▶ SELECTED EXTRACT
------------------------------------------------------------

# Skunk 1 Vs Outback 0



## egregg57 (Feb 13, 2006)

So this past weekend the Wife and I decide that it is time for some us time. We took the Rolling Suite to Bayleys Camping Resort in Scarborough Maine. We visited Old Orchard Beach, did some walking around, got some ice cream...it was 1030 pm by the time we got back to the campsite in a very lightly populated campground. First time ever I have been to Bayleys and seen more open sites than campers.

Nestled in the trees our Semi-Humble abode awaited us. We always look forward to going camping in our 31RQS. The topper we put on the queen bed makes for a very comfortable night. Plus rain was coming and the sound of the rain on the shell of the nose just puts me and DW right to sleep.

At 1:31:52 my eyes snapped open, I gagged. Tina followed suit. Holy crap! Skunk! I don't know what set that bugger off or where that trigger was pulled but we were sampling a particularly potent perfume. I swear, if I didn't know better it had crawled into bed with us. GACK!

I went into the bathroom, opened the vent and turned on the fan. There was little more I could do. We buried our heads in blankets and pillows and fitfully fell back to sleep.

The following morning we got up to a still strong smell of skunk. Going outside was worse. Out of curiousity I wanted to find out what the heck was hit! I mean what ever it was HAS to be right here in the site. It took no time to find out the source of the scent Du Jour. The front of my TV. The little (or big in this case I am certain) stinker blasted the front end of my truck! The unmitigated gual!

Well, the combination of additional rain and driving seemed to disapate the smell a bit, or our olifactory glands were burnt to a crisp..one way or the other we stopped smelling as much of it......

Could explain the twisted looks on peoples faces this morning at work....then again that could be just normal monday morning behavior too. I don't know. Any way....

There ya have it. So anyone going to Bayleys in the next week or so may want to steer clear of site C30...... Way clear....

Word....

Eric


----------



## Nathan (Jan 2, 2007)

Perhaps it's time to upgrade?


----------



## Collinsfam_WY (Nov 9, 2006)

Holy smokes! Awful smell - sure am sorry that happened to you guys. Grandad always told me that tomato juice works well for removing the smell - I have no idea how or why.

-CC


----------



## Rubrhammer (Nov 27, 2006)

Maybe it was a GM skunk?







Just kidding really. That had to be awfull. Good thing you weren't staying longer.
Bob


----------



## watervalleykampers (Jan 16, 2007)

If the truck & the OB still have that skunk smell lingering, try putting bowls of fresh coffee grounds inside them. The coffee absorbs the smell for some reason. We had to do this once in our previous home when a skunk sprayed the garbage bin in the alley behind the house, and it worked like a charm!

Cheryl


----------



## egregg57 (Feb 13, 2006)

Near as I can figure one of two things happened. I am going with the first.

1.The skunk turned, or happened to see the Chevy Suburban and Chevy 2500 HD parked in the site across from mine, freaked out, lost control and sprayed my truck or...

------------------------------------------------------------

▶ PROVIDED RECORDS
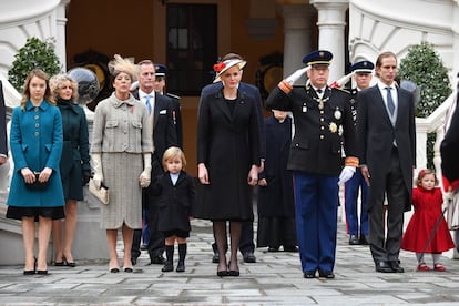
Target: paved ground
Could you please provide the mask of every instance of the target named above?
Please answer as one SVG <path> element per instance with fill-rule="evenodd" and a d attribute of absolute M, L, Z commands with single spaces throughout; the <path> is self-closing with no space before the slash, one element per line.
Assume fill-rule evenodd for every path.
<path fill-rule="evenodd" d="M 264 253 L 239 264 L 239 277 L 220 278 L 211 263 L 212 230 L 193 221 L 185 273 L 162 273 L 142 257 L 134 273 L 111 274 L 108 263 L 50 267 L 48 276 L 23 276 L 23 266 L 0 267 L 1 305 L 459 305 L 459 261 L 448 272 L 416 272 L 401 253 L 404 274 L 374 271 L 365 246 L 349 246 L 339 223 L 336 279 L 305 279 L 297 253 Z M 8 247 L 8 246 L 0 246 Z M 177 253 L 177 252 L 175 252 Z M 121 244 L 120 244 L 121 254 Z M 430 263 L 429 263 L 430 264 Z"/>

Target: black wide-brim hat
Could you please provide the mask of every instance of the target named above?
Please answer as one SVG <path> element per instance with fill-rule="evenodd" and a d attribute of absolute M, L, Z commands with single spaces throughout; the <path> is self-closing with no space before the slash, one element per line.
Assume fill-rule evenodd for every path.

------------------------------------------------------------

▶ WRITTEN REQUEST 1
In the skunk thread, which campsite does the first poster tell others to steer clear of?
▶ WRITTEN REQUEST 2
Rewrite the skunk thread between "Nestled in the" and "with us. GACK!", inclusive, substituting "king bed" for "queen bed".
The items have nothing to do with this.

▶ FINISHED ANSWER 1
Site C30 at Bayleys.

▶ FINISHED ANSWER 2
Nestled in the trees our Semi-Humble abode awaited us. We always look forward to going camping in our 31RQS. The topper we put on the king bed makes for a very comfortable night. Plus rain was coming and the sound of the rain on the shell of the nose just puts me and DW right to sleep.

At 1:31:52 my eyes snapped open, I gagged. Tina followed suit. Holy crap! Skunk! I don't know what set that bugger off or where that trigger was pulled but we were sampling a particularly potent perfume. I swear, if I didn't know better it had crawled into bed with us. GACK!